Edit the rows between the line holding "Question. The photo above holds the nose." and the line holding "(1049, 761)", inclusive, so that "cheek" becomes "chin". Change nothing else, and give back only those lines.

Dataset rows about object locations
==================================================

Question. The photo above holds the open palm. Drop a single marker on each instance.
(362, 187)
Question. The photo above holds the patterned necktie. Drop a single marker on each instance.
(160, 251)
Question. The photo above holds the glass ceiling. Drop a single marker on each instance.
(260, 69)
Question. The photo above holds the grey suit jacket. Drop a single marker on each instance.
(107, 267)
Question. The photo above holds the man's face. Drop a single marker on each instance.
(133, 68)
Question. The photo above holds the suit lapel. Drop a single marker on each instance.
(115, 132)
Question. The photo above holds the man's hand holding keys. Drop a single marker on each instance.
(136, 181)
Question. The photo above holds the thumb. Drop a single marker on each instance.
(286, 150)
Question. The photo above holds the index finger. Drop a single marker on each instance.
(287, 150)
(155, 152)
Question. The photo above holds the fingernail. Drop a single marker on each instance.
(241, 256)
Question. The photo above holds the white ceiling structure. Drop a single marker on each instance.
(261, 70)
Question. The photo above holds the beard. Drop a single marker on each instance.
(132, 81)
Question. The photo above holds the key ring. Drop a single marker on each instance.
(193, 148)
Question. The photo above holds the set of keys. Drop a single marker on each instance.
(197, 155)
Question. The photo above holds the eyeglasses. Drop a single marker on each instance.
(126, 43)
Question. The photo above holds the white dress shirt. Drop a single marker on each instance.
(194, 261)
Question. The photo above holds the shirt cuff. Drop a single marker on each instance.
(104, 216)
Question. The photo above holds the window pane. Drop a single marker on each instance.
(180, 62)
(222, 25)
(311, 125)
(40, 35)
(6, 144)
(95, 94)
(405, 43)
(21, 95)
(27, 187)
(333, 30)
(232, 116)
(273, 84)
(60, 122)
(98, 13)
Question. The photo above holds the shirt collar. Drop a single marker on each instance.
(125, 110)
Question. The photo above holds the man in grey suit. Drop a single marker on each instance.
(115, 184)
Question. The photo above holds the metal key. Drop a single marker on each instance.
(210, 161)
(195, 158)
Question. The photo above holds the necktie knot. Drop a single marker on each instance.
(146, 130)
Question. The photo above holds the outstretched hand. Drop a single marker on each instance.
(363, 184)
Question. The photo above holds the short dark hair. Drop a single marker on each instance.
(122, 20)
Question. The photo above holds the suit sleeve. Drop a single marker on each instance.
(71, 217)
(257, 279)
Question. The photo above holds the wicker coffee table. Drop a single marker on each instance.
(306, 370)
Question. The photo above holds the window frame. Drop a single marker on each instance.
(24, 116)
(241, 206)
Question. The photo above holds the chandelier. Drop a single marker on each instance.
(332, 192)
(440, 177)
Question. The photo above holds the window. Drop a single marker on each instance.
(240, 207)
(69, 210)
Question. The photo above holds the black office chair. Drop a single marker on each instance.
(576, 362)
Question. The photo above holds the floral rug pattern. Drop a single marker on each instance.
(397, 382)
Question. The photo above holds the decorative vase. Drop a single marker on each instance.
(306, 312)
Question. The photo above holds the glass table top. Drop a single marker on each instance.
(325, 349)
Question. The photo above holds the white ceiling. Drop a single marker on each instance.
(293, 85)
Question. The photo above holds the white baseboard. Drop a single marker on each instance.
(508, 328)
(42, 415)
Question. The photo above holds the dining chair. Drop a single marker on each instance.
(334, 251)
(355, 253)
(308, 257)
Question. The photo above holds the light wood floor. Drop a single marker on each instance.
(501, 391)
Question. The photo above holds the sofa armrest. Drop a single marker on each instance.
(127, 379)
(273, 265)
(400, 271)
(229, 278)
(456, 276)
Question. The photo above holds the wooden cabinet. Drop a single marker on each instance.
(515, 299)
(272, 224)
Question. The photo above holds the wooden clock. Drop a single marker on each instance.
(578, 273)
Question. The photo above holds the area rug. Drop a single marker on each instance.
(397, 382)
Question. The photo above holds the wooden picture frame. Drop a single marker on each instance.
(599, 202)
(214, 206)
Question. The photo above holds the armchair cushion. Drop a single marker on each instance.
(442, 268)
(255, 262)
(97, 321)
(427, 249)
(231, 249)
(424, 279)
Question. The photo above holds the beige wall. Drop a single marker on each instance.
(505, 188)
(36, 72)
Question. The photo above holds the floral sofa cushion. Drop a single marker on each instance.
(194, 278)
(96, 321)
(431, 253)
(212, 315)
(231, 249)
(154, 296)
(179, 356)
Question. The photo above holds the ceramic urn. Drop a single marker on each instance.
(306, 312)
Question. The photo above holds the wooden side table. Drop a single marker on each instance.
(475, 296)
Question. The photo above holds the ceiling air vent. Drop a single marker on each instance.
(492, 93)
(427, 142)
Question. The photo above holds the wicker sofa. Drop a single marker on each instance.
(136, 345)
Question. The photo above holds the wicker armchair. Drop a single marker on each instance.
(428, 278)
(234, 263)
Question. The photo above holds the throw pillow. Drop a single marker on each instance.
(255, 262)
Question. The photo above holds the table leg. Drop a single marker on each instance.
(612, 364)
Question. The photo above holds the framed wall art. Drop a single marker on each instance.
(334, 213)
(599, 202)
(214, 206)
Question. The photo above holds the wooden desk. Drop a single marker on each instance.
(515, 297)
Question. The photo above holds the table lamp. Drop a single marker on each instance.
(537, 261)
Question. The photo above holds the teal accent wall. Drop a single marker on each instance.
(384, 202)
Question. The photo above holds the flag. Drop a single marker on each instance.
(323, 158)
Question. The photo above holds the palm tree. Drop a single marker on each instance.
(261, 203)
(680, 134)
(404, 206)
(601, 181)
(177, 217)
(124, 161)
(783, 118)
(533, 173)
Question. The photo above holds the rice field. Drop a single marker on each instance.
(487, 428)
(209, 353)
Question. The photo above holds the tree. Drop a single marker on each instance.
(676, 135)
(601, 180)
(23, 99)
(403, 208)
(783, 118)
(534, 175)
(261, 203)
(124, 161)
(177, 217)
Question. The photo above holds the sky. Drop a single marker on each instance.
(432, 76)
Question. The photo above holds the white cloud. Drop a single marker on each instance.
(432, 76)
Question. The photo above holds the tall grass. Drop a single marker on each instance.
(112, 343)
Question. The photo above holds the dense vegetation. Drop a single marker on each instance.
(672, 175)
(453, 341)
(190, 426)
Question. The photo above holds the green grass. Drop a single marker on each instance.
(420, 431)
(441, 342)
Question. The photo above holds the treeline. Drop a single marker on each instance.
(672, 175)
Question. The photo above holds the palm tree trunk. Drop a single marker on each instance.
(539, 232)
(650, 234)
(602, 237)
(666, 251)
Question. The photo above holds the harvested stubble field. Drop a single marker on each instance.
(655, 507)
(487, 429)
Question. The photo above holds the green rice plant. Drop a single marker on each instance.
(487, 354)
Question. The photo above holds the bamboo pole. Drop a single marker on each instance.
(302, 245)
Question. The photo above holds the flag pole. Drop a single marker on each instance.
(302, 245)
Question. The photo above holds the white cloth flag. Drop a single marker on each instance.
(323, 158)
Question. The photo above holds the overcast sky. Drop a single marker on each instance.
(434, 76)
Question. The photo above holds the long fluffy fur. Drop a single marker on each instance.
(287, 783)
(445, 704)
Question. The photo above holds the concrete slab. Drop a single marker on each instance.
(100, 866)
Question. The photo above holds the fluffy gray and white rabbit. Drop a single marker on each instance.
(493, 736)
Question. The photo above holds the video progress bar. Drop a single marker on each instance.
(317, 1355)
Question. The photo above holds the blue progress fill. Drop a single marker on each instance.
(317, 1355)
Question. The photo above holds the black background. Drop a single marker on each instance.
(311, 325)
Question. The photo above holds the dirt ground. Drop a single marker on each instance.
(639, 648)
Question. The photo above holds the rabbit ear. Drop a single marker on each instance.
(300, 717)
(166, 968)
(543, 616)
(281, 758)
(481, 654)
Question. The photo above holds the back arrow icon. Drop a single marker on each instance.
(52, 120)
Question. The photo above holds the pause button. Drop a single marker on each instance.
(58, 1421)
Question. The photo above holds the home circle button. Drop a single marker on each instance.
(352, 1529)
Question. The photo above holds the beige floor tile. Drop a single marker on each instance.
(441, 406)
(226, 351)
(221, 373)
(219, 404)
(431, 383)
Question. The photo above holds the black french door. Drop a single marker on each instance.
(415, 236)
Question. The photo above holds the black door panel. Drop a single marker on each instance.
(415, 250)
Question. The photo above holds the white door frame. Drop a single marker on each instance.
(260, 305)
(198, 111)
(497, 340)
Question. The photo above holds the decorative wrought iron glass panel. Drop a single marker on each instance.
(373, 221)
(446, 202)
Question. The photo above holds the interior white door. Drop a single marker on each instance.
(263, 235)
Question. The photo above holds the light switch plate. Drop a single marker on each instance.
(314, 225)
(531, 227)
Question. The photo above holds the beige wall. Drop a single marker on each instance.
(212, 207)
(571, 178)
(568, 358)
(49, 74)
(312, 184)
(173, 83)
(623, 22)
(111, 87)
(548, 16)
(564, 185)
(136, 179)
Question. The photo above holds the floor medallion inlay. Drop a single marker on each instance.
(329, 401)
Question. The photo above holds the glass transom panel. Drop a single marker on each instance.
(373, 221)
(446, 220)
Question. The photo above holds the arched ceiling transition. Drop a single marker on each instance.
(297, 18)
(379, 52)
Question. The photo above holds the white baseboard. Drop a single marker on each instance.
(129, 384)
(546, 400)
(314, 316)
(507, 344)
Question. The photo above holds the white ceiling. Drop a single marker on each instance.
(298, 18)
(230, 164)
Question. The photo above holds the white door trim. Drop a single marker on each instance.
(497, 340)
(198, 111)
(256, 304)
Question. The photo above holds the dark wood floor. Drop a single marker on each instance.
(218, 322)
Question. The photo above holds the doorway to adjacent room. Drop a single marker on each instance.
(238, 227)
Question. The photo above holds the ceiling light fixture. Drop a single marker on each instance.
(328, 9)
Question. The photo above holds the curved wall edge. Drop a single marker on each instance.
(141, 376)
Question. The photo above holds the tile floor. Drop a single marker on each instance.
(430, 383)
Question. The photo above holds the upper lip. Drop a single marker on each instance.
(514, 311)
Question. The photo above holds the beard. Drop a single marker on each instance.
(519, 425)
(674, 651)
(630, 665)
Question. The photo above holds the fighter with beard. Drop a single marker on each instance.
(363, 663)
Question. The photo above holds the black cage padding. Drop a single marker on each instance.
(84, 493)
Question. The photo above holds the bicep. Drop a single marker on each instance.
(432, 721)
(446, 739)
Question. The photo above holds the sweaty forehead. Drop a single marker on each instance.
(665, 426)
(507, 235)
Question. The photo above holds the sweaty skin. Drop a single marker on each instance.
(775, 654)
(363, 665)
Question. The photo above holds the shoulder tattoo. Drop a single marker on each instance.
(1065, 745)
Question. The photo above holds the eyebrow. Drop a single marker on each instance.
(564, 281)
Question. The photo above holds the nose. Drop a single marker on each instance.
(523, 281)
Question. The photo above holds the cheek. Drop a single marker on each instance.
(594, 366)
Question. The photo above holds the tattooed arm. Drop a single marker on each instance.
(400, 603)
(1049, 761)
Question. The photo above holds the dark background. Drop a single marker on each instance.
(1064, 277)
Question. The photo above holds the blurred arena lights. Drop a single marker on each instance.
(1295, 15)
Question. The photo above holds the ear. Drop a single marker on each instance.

==================================================

### Solution for this problem
Question. The photo above holds the nose. Drop a single marker on each instance.
(523, 281)
Question. The photo above holds the chin. Drop a single marker on each instance.
(594, 366)
Question. The photo above holds the tattooed arm. Drop a single marker on each instance.
(400, 603)
(1049, 761)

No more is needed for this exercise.